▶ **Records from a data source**
-------------------------

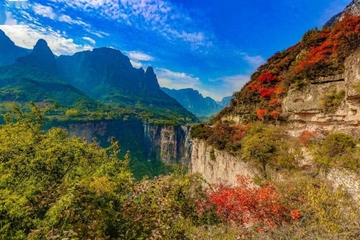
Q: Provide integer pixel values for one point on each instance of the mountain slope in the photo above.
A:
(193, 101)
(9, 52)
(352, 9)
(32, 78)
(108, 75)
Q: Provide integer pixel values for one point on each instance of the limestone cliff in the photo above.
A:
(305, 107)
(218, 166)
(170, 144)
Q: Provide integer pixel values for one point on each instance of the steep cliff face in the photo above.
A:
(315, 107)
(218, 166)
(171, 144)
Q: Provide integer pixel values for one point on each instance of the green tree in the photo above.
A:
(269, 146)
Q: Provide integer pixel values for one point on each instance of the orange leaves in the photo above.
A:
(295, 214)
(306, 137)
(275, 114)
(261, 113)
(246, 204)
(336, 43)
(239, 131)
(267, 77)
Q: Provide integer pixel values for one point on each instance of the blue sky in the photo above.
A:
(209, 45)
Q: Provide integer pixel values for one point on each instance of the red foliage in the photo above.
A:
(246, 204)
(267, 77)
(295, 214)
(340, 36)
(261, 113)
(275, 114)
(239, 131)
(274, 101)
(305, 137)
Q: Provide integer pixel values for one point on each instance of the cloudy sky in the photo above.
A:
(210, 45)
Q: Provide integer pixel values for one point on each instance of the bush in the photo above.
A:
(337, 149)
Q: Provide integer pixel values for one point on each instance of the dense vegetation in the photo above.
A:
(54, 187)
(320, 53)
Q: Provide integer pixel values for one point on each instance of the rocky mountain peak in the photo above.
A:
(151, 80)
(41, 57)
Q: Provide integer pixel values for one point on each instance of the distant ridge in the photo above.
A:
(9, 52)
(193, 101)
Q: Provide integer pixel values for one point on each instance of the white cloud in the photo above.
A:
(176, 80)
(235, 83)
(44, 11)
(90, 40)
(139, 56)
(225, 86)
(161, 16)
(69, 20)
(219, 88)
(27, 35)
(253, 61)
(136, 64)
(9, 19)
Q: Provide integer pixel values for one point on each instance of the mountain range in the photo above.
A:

-------------------------

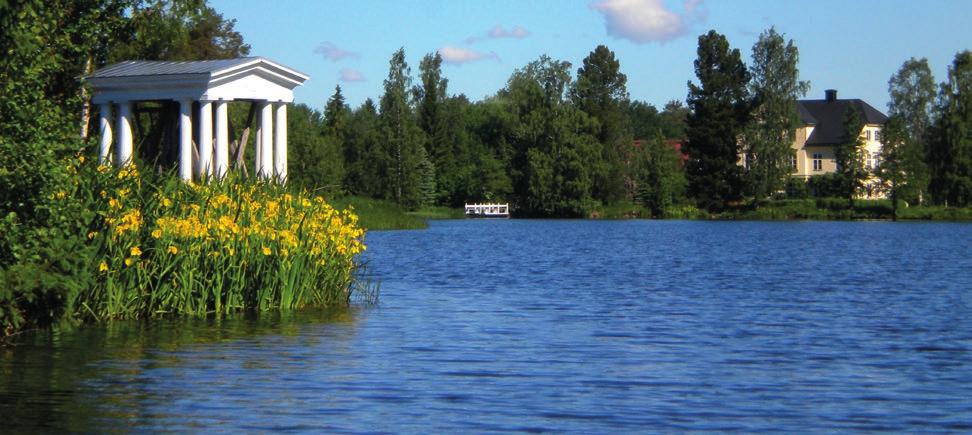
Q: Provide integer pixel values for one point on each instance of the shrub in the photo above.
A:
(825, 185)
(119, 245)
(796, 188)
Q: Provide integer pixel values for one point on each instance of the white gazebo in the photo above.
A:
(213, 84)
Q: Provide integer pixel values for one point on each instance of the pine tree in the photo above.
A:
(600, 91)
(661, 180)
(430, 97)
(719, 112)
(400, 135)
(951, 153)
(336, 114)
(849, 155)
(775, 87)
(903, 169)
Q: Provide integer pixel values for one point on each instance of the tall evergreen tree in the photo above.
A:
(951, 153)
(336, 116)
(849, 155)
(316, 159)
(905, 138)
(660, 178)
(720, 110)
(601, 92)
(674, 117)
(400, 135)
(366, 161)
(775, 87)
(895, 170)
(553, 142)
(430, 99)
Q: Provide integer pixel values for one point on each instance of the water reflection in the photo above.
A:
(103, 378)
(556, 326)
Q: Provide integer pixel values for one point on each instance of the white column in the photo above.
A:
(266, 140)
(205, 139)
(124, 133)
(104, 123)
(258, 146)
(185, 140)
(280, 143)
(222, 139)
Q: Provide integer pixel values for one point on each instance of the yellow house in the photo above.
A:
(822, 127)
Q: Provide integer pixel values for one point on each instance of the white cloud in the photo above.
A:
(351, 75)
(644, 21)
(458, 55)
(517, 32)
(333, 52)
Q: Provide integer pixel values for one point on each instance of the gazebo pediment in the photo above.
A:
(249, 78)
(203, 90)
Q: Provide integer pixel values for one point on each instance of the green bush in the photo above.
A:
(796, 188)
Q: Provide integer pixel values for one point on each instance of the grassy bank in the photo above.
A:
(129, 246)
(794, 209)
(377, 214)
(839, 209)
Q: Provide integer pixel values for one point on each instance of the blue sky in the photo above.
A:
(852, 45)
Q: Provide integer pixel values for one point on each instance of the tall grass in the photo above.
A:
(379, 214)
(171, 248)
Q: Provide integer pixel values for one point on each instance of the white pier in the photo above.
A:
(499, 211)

-------------------------

▶ **EXERCISE PROMPT**
Every line above from the line with "slope in the photo above." to the line with "cliff in the photo above.", both included, must be reproduced exactly, and no other line may appear.

▶ **EXERCISE ANSWER**
Q: Provide integer pixel values for one point on each instance of the mountain slope in the photo above.
A:
(193, 101)
(9, 52)
(352, 9)
(32, 78)
(108, 75)
Q: Provide integer pixel values for one point on each instance of the limestone cliff in the photo above.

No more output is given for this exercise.